>> Begin Extract

Learn the ASU policy
The ASU Academic Integrity Policy explains student obligations and responsibilities regarding academic integrity. The policy also details the process used when investigating allegations of misconduct.

Ignorance of the policy is no excuse. Even if you unknowingly violate a standard of academic integrity, you are still held responsible.

Don’t get caught up in the blame game—faculty are not able to discuss every nuance of academic integrity in their syllabus or in class. Take the initiative and start the conversation with your faculty about questions you may have.

Know what constitutes an academic integrity violation
Violations of academic integrity include, but are not limited to: cheating, fabrication, tampering, plagiarism or aiding and/or facilitating such activities. At the graduate level, it is expected that students will be familiar with these issues and take personal responsibility in their work. Visit the ASU Academic Integrity Policy webpage for the Definition and Student Obligations to Academic Integrity.

>> End Extract

[Work instructions]:
Copy the part of the ASU academic integrity text starting at "Learn the ASU" and ending at "allegations of misconduct.", word for word.

>> Begin Information provided

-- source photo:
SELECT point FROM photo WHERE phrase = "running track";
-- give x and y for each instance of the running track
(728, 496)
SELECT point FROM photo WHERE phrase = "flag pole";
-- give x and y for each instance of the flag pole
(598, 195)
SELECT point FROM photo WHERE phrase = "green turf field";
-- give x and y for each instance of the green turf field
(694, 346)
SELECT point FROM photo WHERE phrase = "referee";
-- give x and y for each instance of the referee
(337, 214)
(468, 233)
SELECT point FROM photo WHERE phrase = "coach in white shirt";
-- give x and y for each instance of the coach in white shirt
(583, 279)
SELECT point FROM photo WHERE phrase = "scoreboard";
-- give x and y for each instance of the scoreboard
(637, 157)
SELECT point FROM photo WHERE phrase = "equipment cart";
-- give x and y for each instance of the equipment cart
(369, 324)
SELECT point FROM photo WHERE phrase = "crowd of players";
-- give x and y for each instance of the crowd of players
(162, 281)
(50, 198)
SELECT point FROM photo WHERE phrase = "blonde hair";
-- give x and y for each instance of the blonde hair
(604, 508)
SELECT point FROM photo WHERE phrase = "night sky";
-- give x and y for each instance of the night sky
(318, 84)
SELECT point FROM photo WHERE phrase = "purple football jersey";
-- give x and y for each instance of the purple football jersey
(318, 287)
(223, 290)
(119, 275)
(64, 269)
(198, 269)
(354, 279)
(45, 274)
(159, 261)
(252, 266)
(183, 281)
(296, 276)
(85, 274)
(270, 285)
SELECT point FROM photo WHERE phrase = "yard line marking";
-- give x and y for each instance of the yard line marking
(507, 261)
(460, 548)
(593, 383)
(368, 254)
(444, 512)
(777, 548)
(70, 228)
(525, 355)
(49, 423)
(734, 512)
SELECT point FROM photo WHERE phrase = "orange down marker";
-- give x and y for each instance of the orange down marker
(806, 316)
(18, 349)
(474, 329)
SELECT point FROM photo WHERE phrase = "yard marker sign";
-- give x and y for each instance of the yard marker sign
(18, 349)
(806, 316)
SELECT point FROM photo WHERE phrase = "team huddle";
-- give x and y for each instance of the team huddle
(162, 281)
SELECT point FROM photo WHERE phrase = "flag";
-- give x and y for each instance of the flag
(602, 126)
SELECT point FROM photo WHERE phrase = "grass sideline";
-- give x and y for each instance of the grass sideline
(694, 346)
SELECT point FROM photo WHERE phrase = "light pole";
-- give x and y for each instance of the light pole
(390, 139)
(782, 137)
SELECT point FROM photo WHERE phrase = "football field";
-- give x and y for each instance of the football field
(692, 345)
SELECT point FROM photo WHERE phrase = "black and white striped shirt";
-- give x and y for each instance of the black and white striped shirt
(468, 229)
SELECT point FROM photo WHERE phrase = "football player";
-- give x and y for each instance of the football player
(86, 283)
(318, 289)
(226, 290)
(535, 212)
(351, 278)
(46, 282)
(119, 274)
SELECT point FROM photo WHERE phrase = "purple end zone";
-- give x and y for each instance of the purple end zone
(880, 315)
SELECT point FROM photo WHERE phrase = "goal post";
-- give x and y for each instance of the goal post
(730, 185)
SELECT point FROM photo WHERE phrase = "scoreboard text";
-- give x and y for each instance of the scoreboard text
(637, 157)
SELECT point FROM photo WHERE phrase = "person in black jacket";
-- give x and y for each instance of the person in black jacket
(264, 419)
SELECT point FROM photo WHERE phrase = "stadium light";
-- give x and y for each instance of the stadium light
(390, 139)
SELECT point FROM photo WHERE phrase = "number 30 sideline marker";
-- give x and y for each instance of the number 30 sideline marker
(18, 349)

>> End Information provided

[Answer to this exercise]:
Learn the ASU policy
The ASU Academic Integrity Policy explains student obligations and responsibilities regarding academic integrity. The policy also details the process used when investigating allegations of misconduct.